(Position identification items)
•••

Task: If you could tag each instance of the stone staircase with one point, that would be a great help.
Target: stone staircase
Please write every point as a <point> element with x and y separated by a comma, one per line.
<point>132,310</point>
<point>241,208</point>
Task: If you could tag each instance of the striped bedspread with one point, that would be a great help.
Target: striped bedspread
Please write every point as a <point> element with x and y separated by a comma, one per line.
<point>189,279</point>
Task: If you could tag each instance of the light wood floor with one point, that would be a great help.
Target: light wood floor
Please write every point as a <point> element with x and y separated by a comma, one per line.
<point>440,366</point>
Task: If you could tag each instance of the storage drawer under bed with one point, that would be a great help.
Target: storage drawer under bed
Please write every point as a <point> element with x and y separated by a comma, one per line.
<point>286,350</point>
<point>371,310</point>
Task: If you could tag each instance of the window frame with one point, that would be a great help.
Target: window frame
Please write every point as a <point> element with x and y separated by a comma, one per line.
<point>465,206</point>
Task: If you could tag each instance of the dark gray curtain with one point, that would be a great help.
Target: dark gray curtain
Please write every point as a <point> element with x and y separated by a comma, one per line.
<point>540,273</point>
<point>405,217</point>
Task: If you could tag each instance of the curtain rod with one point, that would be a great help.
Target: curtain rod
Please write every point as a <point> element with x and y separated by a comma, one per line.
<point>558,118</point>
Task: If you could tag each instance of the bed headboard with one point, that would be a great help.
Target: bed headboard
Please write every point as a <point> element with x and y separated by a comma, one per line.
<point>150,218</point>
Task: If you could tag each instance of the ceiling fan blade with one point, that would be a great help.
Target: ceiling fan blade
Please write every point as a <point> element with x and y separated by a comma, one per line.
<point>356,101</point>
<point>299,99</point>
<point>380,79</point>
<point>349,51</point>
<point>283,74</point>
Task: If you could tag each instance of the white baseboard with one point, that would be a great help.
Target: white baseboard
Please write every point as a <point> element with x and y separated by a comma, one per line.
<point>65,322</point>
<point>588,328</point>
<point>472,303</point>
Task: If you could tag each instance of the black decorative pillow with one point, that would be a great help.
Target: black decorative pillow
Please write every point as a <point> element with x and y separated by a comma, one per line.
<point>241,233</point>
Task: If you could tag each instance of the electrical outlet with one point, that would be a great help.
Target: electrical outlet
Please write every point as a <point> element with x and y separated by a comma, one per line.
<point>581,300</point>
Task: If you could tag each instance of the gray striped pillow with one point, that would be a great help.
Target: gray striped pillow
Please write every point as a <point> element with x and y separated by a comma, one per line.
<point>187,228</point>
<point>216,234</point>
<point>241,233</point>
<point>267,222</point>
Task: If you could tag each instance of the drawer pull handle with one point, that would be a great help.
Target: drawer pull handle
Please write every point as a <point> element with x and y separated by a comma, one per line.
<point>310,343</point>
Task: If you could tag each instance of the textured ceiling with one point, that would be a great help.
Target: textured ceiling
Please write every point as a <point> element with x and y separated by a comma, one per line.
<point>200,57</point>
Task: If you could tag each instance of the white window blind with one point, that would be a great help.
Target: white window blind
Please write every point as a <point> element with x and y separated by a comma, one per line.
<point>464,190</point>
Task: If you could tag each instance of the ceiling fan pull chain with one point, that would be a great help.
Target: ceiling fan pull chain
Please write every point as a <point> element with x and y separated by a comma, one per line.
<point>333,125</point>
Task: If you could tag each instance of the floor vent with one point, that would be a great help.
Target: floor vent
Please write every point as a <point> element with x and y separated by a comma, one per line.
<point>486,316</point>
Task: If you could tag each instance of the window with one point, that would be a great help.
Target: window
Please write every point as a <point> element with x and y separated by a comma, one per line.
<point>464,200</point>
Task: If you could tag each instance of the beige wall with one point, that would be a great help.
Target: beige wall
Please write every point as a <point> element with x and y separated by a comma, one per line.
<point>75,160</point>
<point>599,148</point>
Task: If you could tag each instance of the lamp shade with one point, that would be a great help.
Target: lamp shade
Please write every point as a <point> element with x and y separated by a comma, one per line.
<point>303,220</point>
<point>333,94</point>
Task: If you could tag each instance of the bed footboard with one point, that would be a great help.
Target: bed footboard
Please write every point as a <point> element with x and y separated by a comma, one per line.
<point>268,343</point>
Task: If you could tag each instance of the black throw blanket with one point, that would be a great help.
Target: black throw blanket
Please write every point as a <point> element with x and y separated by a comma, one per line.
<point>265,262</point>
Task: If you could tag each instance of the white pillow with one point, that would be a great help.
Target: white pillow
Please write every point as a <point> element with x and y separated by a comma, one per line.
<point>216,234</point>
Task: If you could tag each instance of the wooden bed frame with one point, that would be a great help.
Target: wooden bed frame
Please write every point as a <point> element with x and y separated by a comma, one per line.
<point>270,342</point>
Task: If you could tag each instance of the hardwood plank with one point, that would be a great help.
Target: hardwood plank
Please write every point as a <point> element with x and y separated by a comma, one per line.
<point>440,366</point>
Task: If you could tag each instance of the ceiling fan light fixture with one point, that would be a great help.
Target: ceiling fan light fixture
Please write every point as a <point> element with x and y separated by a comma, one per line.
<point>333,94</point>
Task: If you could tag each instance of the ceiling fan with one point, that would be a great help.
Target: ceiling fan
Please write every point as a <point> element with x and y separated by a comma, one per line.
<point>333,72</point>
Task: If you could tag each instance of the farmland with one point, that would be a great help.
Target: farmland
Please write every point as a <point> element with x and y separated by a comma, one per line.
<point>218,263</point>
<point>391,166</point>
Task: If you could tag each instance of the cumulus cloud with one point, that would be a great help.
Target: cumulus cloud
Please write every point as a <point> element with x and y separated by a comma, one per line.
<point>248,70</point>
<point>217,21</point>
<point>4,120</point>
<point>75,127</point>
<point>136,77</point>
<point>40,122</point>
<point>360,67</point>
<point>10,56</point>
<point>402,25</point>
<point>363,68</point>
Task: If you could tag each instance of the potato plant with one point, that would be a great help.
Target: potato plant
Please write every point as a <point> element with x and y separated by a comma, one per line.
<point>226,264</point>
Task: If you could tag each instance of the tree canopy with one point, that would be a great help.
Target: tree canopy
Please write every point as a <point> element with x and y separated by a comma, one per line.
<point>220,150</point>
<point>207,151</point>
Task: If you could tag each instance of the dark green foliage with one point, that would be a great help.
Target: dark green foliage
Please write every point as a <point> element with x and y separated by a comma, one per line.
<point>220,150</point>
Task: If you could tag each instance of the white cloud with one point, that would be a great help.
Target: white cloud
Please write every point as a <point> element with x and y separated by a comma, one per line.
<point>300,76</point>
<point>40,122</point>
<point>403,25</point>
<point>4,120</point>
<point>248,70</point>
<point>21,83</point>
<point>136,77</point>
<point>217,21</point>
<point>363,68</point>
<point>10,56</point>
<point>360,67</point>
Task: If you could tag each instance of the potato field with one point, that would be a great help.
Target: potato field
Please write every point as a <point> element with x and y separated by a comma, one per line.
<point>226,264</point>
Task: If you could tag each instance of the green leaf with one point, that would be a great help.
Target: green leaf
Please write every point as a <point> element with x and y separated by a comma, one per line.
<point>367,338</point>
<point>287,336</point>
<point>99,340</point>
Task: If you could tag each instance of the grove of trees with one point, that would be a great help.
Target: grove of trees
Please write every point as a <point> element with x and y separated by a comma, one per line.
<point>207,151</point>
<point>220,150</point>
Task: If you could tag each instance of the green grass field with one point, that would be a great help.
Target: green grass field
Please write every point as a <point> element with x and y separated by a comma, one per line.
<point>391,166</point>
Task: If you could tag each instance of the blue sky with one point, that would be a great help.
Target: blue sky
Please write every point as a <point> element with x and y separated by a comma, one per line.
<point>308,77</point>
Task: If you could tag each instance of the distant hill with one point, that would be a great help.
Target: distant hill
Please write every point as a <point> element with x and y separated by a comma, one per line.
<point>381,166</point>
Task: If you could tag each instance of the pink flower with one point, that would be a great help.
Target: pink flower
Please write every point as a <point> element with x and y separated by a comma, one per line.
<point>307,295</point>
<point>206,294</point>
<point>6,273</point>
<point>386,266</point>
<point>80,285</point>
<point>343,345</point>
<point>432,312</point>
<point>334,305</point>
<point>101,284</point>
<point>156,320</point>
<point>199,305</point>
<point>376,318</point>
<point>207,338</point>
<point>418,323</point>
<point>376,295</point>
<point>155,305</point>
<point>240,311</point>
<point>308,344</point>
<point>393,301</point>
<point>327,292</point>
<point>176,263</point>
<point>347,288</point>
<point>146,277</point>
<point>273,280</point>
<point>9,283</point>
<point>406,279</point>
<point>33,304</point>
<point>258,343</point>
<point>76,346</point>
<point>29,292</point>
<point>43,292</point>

•••

• Job: Repeat everything in the items above from the line containing "Task: If you could tag each instance of the gray" down to the line containing "<point>267,222</point>", keeping each line exactly as it is.

• Response to this task:
Task: If you could tag each instance of the gray striped pillow with one point, that would be a great help.
Target: gray striped pillow
Please write every point as a <point> element with x and y separated by a comma, one per line.
<point>187,228</point>
<point>216,234</point>
<point>241,233</point>
<point>267,222</point>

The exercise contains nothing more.